▶ _작업 내용_
레코드 첫 줄부터 "pixel 460 167"가 있는 줄까지를 다시 쓰되 "package"만 "box"로 갱신하고 나머지는 바꾸지 마십시오. 답에서 그림은 빼십시오.

▶ _발췌 레코드_

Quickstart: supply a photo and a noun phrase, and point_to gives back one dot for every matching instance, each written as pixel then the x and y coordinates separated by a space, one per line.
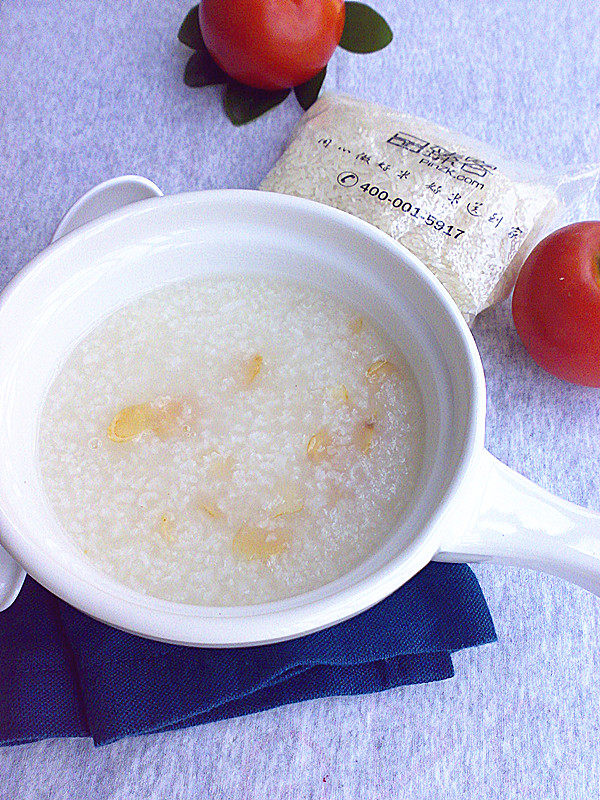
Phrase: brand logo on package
pixel 460 167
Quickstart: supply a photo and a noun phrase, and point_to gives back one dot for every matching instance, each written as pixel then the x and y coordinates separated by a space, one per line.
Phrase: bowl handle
pixel 519 523
pixel 102 199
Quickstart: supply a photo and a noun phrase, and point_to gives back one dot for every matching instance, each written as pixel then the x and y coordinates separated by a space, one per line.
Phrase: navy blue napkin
pixel 64 674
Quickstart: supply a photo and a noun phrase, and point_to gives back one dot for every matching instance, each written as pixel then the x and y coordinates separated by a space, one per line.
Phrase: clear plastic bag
pixel 471 216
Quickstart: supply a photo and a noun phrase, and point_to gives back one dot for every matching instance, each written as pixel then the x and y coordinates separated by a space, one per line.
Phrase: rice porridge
pixel 231 441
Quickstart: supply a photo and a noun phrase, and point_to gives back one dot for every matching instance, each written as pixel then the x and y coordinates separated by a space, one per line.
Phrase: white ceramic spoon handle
pixel 522 524
pixel 102 199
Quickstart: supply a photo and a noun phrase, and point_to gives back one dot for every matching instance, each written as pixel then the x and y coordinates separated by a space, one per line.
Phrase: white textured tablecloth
pixel 93 90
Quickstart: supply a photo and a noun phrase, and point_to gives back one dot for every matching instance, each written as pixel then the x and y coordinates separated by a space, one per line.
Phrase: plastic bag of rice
pixel 471 217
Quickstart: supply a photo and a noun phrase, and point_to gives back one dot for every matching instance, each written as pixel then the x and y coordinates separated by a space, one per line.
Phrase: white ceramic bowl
pixel 76 282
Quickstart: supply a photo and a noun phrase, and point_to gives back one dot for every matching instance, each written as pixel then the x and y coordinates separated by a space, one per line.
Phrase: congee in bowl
pixel 231 441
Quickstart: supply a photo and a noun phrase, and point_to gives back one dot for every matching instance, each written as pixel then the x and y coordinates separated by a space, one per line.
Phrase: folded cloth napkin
pixel 65 674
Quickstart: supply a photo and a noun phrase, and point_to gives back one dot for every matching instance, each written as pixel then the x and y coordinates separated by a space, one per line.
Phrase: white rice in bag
pixel 469 217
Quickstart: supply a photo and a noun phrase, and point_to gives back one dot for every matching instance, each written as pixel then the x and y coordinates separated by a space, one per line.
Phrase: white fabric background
pixel 93 90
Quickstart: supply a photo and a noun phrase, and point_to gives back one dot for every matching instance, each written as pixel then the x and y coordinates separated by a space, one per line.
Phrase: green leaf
pixel 202 70
pixel 243 104
pixel 365 31
pixel 307 93
pixel 189 33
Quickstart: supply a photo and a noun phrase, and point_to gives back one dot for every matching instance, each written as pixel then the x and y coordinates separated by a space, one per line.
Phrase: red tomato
pixel 272 44
pixel 556 303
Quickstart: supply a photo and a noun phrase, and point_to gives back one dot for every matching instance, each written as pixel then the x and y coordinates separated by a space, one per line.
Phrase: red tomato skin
pixel 556 303
pixel 272 44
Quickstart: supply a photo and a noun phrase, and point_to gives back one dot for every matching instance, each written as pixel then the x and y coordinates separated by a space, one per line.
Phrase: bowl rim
pixel 176 623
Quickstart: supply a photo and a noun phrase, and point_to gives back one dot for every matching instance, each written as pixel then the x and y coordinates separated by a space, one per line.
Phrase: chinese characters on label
pixel 434 154
pixel 469 165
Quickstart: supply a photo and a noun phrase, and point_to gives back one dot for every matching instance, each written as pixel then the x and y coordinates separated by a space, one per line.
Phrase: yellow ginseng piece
pixel 355 324
pixel 253 368
pixel 317 447
pixel 130 423
pixel 339 394
pixel 379 370
pixel 254 542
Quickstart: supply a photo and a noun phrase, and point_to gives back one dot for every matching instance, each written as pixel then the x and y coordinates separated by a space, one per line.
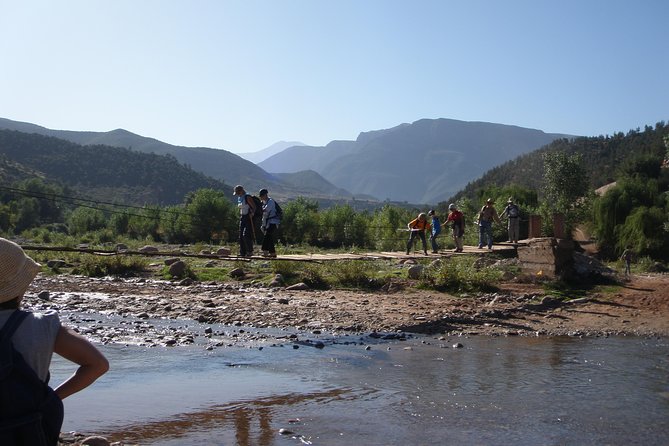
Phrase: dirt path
pixel 639 307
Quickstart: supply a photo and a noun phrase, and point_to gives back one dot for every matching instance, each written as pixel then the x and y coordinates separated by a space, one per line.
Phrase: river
pixel 364 390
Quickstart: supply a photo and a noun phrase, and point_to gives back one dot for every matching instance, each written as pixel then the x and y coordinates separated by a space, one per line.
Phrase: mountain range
pixel 422 162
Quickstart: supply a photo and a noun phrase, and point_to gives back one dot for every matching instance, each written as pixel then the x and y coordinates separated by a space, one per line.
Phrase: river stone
pixel 237 272
pixel 44 295
pixel 56 263
pixel 178 269
pixel 223 252
pixel 415 271
pixel 95 441
pixel 277 281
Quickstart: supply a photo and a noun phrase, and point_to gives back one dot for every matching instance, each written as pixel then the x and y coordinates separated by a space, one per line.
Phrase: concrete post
pixel 534 230
pixel 558 226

▶ _해답_
Quickstart: supply a photo and a noun phrase, and point_to gives back one dot for every matching instance, each written as pixel then the x and y coordinates separated by a space, one per line.
Phrase: brand logo on box
pixel 460 167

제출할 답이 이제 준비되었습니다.